» **Passage for review**
((

Talk:Thermodynamics of Information
Silicon vs Neurons: The Efficiency Gap
I have added a section to Thermodynamics of Information arguing that the emergent capabilities of large language models are thermodynamically profligate compared to biological neural computation. The brain operates on ~20 watts and achieves general intelligence. GPT-4 operates on megawatts and achieves — what, exactly? Pattern completion at scale.
This is not a criticism of AI. It is an observation about emergence. Biological evolution has had billions of years to discover thermodynamically efficient mechanisms for information processing. We have had decades. The gap is not embarrassing; it is expected. But it raises a question that the article should address: is there a fundamental thermodynamic limit to artificial emergence?
The Landauer limit is universal: erasing a bit costs kT ln 2, regardless of substrate. But the efficiency of information processing — the ratio of useful computation to thermodynamic cost — depends on architecture. The brain uses spike-timing, population coding, and sparse connectivity to achieve efficiencies that silicon von Neumann architectures cannot match. Neuromorphic computing may narrow the gap, but it does not close it.

))

» **Dataset**

((

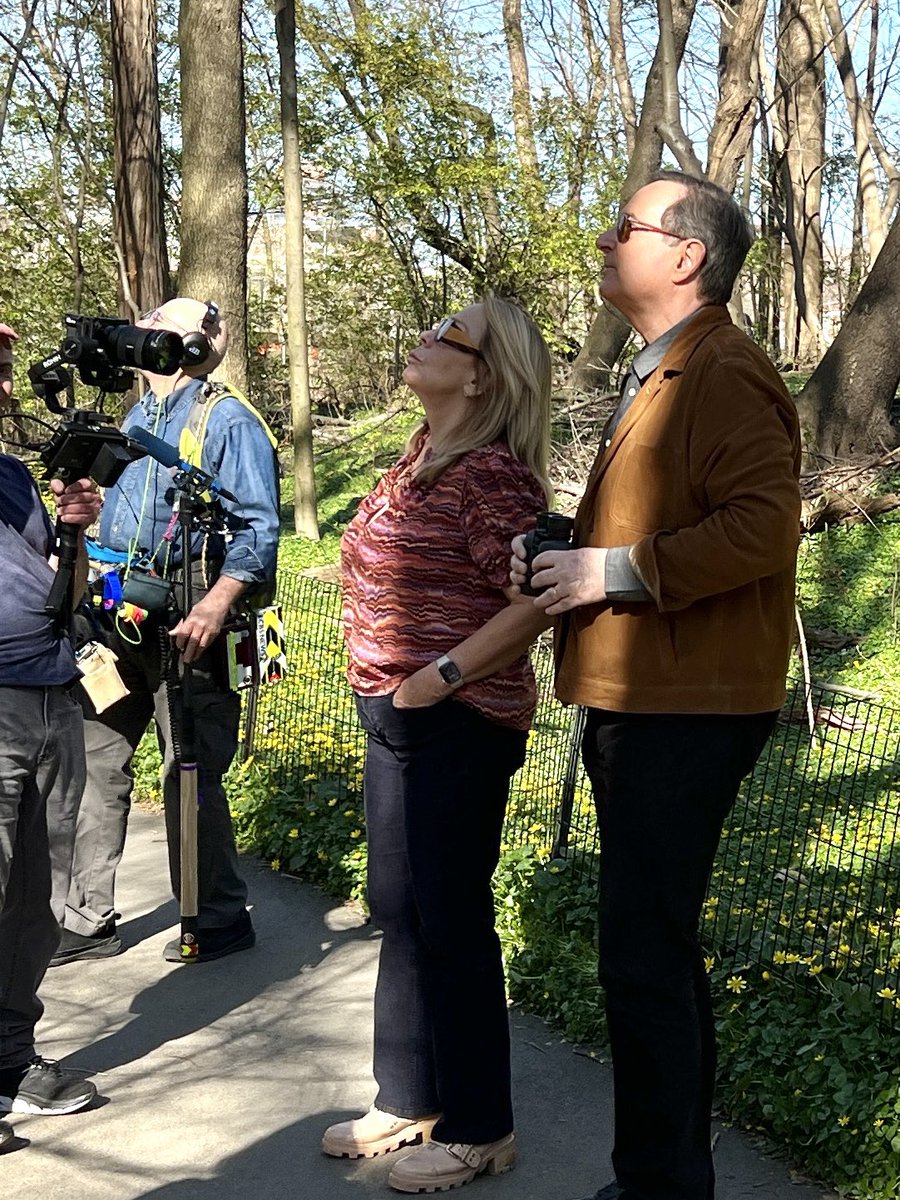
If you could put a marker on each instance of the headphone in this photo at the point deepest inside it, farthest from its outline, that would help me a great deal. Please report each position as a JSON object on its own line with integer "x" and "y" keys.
{"x": 197, "y": 347}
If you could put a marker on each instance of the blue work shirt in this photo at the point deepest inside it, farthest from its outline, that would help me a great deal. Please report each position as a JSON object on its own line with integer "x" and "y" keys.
{"x": 237, "y": 451}
{"x": 33, "y": 653}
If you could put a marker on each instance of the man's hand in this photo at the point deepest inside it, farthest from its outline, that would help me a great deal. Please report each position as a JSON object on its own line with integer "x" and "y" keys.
{"x": 569, "y": 579}
{"x": 7, "y": 336}
{"x": 203, "y": 624}
{"x": 421, "y": 689}
{"x": 77, "y": 503}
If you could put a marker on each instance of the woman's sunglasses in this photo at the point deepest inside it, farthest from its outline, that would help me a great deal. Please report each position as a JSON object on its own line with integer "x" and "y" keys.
{"x": 450, "y": 334}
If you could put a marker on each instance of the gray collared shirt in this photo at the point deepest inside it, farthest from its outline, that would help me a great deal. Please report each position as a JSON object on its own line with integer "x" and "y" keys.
{"x": 622, "y": 580}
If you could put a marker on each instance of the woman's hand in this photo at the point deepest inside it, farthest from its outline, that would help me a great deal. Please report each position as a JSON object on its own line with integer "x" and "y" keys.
{"x": 421, "y": 689}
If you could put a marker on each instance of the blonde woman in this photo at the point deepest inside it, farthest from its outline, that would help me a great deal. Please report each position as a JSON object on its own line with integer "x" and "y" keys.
{"x": 444, "y": 689}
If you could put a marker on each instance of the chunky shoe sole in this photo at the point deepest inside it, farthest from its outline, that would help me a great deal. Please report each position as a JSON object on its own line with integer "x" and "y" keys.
{"x": 493, "y": 1159}
{"x": 414, "y": 1134}
{"x": 99, "y": 948}
{"x": 173, "y": 949}
{"x": 40, "y": 1107}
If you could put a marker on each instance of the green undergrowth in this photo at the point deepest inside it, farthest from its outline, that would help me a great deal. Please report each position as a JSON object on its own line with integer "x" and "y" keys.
{"x": 809, "y": 1047}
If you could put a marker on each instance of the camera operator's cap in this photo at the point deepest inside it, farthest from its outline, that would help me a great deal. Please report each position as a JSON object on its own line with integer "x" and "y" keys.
{"x": 185, "y": 316}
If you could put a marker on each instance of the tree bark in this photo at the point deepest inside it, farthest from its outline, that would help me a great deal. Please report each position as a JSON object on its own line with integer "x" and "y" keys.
{"x": 214, "y": 173}
{"x": 522, "y": 123}
{"x": 738, "y": 90}
{"x": 846, "y": 403}
{"x": 802, "y": 105}
{"x": 139, "y": 226}
{"x": 305, "y": 517}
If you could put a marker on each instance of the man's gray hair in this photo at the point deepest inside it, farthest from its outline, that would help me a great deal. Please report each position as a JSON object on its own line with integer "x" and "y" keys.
{"x": 713, "y": 216}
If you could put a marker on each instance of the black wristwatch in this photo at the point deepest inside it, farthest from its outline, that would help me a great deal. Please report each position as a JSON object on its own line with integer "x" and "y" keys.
{"x": 449, "y": 672}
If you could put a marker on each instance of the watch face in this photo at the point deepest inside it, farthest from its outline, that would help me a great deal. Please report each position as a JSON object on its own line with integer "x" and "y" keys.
{"x": 449, "y": 672}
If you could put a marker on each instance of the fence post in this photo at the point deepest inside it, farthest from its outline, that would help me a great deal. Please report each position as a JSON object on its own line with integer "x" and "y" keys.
{"x": 567, "y": 803}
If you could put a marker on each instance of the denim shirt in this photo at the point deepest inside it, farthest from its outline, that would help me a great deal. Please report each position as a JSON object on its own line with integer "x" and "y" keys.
{"x": 237, "y": 451}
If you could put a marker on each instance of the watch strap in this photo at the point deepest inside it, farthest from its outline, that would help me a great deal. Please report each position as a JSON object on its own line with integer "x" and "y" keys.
{"x": 449, "y": 672}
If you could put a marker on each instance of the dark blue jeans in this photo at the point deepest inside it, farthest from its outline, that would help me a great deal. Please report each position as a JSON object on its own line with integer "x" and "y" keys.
{"x": 663, "y": 787}
{"x": 436, "y": 789}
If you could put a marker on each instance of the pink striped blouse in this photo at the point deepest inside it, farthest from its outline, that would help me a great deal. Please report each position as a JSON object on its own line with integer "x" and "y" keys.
{"x": 424, "y": 567}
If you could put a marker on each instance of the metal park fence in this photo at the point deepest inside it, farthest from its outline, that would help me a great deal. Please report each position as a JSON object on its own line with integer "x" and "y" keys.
{"x": 807, "y": 881}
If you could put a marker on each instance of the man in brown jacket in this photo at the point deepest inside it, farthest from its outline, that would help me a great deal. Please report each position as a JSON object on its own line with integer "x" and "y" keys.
{"x": 676, "y": 622}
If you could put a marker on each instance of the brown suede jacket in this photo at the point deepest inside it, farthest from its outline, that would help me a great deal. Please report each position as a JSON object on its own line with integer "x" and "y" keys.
{"x": 702, "y": 480}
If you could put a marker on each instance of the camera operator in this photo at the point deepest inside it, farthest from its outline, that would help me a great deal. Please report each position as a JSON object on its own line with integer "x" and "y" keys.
{"x": 41, "y": 769}
{"x": 216, "y": 429}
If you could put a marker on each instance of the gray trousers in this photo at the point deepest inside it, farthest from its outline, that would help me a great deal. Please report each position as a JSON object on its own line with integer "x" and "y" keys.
{"x": 111, "y": 739}
{"x": 41, "y": 775}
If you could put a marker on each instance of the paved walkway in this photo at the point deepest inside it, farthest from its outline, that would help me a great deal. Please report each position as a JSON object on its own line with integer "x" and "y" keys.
{"x": 217, "y": 1080}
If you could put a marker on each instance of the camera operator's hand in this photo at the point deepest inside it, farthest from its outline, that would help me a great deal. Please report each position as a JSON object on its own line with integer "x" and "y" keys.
{"x": 203, "y": 624}
{"x": 571, "y": 577}
{"x": 77, "y": 503}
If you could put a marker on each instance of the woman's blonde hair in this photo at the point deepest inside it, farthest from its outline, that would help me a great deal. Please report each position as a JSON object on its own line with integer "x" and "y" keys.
{"x": 514, "y": 381}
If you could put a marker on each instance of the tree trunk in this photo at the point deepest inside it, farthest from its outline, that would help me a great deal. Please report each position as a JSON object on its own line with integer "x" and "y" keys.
{"x": 609, "y": 331}
{"x": 139, "y": 227}
{"x": 738, "y": 90}
{"x": 845, "y": 407}
{"x": 305, "y": 519}
{"x": 522, "y": 123}
{"x": 214, "y": 173}
{"x": 801, "y": 97}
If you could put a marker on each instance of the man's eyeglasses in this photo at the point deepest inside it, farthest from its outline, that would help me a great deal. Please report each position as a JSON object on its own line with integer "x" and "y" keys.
{"x": 627, "y": 225}
{"x": 451, "y": 334}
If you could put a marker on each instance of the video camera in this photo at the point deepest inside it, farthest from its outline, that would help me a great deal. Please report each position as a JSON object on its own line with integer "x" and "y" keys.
{"x": 106, "y": 352}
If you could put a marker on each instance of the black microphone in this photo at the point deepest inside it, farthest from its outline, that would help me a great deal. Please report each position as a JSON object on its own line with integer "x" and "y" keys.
{"x": 166, "y": 454}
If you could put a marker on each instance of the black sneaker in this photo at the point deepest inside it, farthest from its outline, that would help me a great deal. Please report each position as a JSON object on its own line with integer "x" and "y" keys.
{"x": 41, "y": 1087}
{"x": 215, "y": 943}
{"x": 73, "y": 947}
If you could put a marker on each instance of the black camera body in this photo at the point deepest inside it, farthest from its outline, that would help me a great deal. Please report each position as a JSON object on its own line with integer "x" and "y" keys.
{"x": 107, "y": 351}
{"x": 552, "y": 532}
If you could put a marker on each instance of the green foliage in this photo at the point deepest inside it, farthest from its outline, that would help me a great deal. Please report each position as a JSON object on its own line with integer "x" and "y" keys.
{"x": 816, "y": 1071}
{"x": 849, "y": 583}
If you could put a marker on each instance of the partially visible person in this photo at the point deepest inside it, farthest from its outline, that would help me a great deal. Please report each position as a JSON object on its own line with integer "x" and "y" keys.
{"x": 41, "y": 767}
{"x": 220, "y": 431}
{"x": 438, "y": 664}
{"x": 676, "y": 625}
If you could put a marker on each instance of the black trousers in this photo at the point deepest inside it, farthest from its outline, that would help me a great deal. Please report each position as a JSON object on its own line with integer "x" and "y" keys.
{"x": 436, "y": 789}
{"x": 663, "y": 787}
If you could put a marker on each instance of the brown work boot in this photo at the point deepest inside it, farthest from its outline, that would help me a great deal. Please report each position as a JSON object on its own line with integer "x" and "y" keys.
{"x": 376, "y": 1133}
{"x": 441, "y": 1165}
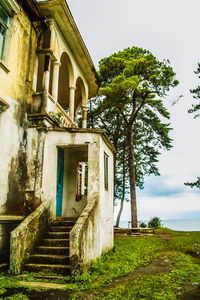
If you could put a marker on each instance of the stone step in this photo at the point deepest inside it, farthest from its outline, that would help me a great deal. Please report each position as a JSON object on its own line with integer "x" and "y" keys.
{"x": 63, "y": 223}
{"x": 46, "y": 268}
{"x": 52, "y": 250}
{"x": 56, "y": 235}
{"x": 55, "y": 242}
{"x": 60, "y": 228}
{"x": 49, "y": 259}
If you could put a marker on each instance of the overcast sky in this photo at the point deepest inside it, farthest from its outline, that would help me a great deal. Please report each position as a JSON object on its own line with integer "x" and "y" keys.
{"x": 170, "y": 30}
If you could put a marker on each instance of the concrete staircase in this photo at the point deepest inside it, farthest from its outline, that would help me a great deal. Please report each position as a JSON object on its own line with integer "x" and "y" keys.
{"x": 52, "y": 254}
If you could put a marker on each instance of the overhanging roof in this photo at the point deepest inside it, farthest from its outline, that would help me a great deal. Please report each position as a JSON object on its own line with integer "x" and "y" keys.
{"x": 60, "y": 12}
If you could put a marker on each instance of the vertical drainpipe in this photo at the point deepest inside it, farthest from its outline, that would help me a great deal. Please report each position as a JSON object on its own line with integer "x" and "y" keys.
{"x": 42, "y": 131}
{"x": 45, "y": 80}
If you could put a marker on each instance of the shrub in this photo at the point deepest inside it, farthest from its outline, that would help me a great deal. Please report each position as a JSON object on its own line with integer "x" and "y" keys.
{"x": 154, "y": 222}
{"x": 143, "y": 225}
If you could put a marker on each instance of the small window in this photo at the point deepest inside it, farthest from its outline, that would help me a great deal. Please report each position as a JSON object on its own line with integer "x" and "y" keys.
{"x": 82, "y": 176}
{"x": 105, "y": 171}
{"x": 4, "y": 20}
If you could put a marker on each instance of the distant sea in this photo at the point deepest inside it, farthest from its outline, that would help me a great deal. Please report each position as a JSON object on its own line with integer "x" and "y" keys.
{"x": 175, "y": 224}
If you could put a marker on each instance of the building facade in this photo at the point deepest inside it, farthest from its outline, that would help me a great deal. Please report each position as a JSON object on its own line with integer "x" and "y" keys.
{"x": 48, "y": 164}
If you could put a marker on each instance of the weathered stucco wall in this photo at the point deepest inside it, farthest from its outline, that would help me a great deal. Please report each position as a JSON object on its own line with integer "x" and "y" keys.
{"x": 106, "y": 204}
{"x": 71, "y": 207}
{"x": 59, "y": 45}
{"x": 65, "y": 139}
{"x": 24, "y": 237}
{"x": 16, "y": 90}
{"x": 93, "y": 232}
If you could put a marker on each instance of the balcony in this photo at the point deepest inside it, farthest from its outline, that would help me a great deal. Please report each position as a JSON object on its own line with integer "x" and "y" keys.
{"x": 43, "y": 104}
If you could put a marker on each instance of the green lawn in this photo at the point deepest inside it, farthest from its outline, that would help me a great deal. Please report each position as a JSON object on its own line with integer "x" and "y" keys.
{"x": 165, "y": 266}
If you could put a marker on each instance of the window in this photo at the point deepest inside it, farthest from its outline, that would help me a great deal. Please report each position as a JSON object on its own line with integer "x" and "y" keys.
{"x": 4, "y": 19}
{"x": 105, "y": 171}
{"x": 82, "y": 175}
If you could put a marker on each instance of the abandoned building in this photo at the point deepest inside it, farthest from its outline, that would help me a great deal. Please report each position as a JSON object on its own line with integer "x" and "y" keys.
{"x": 56, "y": 179}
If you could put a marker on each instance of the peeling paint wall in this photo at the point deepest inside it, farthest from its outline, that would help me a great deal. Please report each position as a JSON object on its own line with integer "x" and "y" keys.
{"x": 96, "y": 232}
{"x": 16, "y": 90}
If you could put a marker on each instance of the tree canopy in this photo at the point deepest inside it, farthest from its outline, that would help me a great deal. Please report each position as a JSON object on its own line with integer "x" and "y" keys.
{"x": 133, "y": 84}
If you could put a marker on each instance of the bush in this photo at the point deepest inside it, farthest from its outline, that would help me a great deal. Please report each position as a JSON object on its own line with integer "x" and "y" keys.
{"x": 143, "y": 225}
{"x": 154, "y": 222}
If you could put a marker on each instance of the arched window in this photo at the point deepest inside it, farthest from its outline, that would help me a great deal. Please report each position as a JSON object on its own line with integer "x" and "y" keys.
{"x": 65, "y": 77}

))

» **Exercise 1**
In the discussion of the efficiency gap between silicon and neurons, how much power does the brain operate on?
» **Exercise 2**
Duplicate the part of the discussion of the efficiency gap between silicon and neurons that opens with the words containing "Talk:Thermodynamics of Information" and closes with "to artificial emergence?".
» **Exercise 3**
Go on with the discussion of the efficiency gap between silicon and neurons from the point where it stops.

» **Exercise result 1**
About 20 watts.

» **Exercise result 2**
Talk:Thermodynamics of Information
Silicon vs Neurons: The Efficiency Gap
I have added a section to Thermodynamics of Information arguing that the emergent capabilities of large language models are thermodynamically profligate compared to biological neural computation. The brain operates on ~20 watts and achieves general intelligence. GPT-4 operates on megawatts and achieves — what, exactly? Pattern completion at scale.
This is not a criticism of AI. It is an observation about emergence. Biological evolution has had billions of years to discover thermodynamically efficient mechanisms for information processing. We have had decades. The gap is not embarrassing; it is expected. But it raises a question that the article should address: is there a fundamental thermodynamic limit to artificial emergence?

» **Exercise result 3**
I propose a new section or even a new article: Thermodynamic Efficiency of Emergent Computation, comparing biological and artificial systems. The comparison should not be sentimental — "the brain is magical" — but rigorous. What is the minimum energy cost of maintaining a coherent neural representation? What is the minimum energy cost of attention? What is the minimum energy cost of a thought?
If we cannot answer these questions, we do not understand the thermodynamics of the systems we are trying to build.